_LISTA DE TAREFAS:_
A – Reproduza todo o trecho do excerto apresentado, desde "O órgão jurisdicional de reenvio interroga-se" até "nos artigos 86.° e 90.° do Tratado.".
B – Segundo o excerto apresentado, em que artigos do Tratado estão previstas as regras da concorrência aplicáveis às empresas?
C – Com base no excerto apresentado, explique por que motivo não há que responder às primeira e segunda questões.

_EXCERTO APRESENTADO:_
>>
Quanto às primeira e segunda questões

48.
    Através das suas primeira e segunda questões, que devem ser tratadas em conjunto, o órgão jurisdicional de reenvio pergunta, fundamentalmente, se a atribuição pelo Estado a uma empresa pública de uma parte importante de uma taxa, como a taxa portuária em causa no processo principal, constitui uma medida, na acepção do artigo 90.°, n.° 1, do Tratado, susceptível de dar lugar a um abuso de posição dominante contrário ao artigo 86.° deste Tratado e que não pode beneficiar da derrogação prevista no artigo 90.°, n.° 2, do referido Tratado.

49.
    O órgão jurisdicional de reenvio interroga-se assim sobre a compatibilidade de um mecanismo de imposição, como o que está em causa no processo principal, não apenas com as regras da concorrência aplicáveis aos auxílios de Estado, que são objecto da terceira questão atrás examinada, mas também com as aplicáveis às empresas, previstas nos artigos 86.° e 90.° do Tratado.

50.
    Embora seja verdade que a circunstância de a atribuição pelo Estado a uma empresa pública de uma parte importante de uma taxa constituir um auxílio de Estado não exclui que essa atribuição possa igualmente dar lugar a um abuso de posição dominante por parte dessa empresa, contrário aos artigos 86.° e 90.° do Tratado, cumpre reconhecer que as únicas imputações formuladas nos processos principais dizem respeito aos efeitos da concorrência derivados da cobrança e da atribuição pelo Estado da taxa portuária.

51.
    Não foi assinalado nenhum outro efeito sobre a concorrência, em especial, não foi invocada qualquer infracção à concorrência resultante de um comportamento da própria empresa pública.

52.
    Nestas condições, não há que responder às primeira e segunda questões, relativas à aplicação das regras da concorrência dos artigos 86.° e 90.° do Tratado.

Quanto à quarta questão

53.
    Através da sua quarta questão, lida em conjugação com a quinta questão, o órgão jurisdicional de reenvio pergunta, no essencial, se a medida pela qual um Estado-Membro prevê a cobrança de uma taxa, como a taxa portuária em causa no processo principal, e a atribuição a uma empresa pública de uma parte importante do produto da mesma, sem que o montante deste modo atribuído corresponda a um serviço efectivamente prestado pela referida empresa, constitui um encargo de efeito equivalente a um direito aduaneiro à importação ou à exportação contrário ao artigo 12.° do Tratado ou uma imposição interna discriminatória contrária ao artigo 95.° do mesmo Tratado, ou ainda um obstáculo às importações proibido pelo artigo 30.° do referido Tratado, e se a eventual violação do direito comunitário afecta a integralidade da referida taxa.
<<
_EXTRATO DE DADOS:_
>>
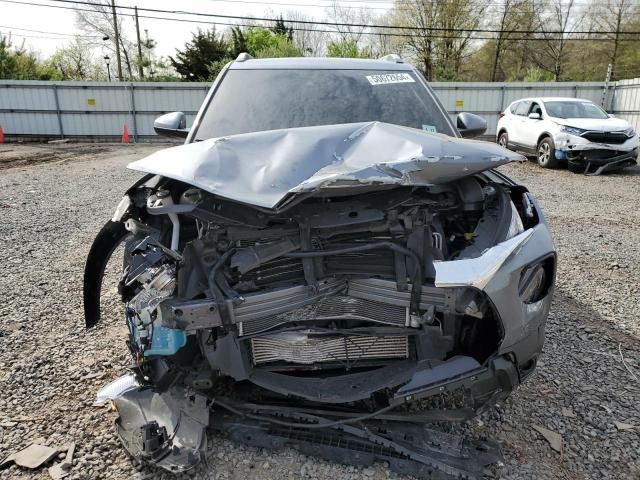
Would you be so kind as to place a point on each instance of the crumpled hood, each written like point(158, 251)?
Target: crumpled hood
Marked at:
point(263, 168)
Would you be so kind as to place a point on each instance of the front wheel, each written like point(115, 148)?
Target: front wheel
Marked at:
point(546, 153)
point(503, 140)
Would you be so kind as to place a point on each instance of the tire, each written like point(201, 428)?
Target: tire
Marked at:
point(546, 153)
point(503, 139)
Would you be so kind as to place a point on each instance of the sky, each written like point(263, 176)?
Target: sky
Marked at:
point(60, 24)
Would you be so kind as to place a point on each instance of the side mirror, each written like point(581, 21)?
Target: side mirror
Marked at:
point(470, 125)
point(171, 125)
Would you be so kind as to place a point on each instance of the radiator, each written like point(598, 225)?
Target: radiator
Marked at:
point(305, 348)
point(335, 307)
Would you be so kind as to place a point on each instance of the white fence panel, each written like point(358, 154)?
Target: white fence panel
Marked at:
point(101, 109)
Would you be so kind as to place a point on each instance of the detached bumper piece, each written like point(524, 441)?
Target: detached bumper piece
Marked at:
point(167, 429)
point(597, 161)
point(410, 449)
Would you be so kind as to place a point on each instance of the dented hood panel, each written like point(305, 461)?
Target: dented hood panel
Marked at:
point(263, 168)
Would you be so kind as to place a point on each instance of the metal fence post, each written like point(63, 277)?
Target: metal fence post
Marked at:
<<
_OS RESULTADOS:_
A –
O órgão jurisdicional de reenvio interroga-se assim sobre a compatibilidade de um mecanismo de imposição, como o que está em causa no processo principal, não apenas com as regras da concorrência aplicáveis aos auxílios de Estado, que são objecto da terceira questão atrás examinada, mas também com as aplicáveis às empresas, previstas nos artigos 86.° e 90.° do Tratado.

B – Nos artigos 86.° e 90.° do Tratado.

C – As únicas imputações formuladas nos processos principais dizem respeito aos efeitos da concorrência derivados da cobrança e da atribuição pelo Estado da taxa portuária. Não foi assinalado nenhum outro efeito sobre a concorrência. Em especial, não foi invocada qualquer infração à concorrência resultante de um comportamento da própria empresa pública.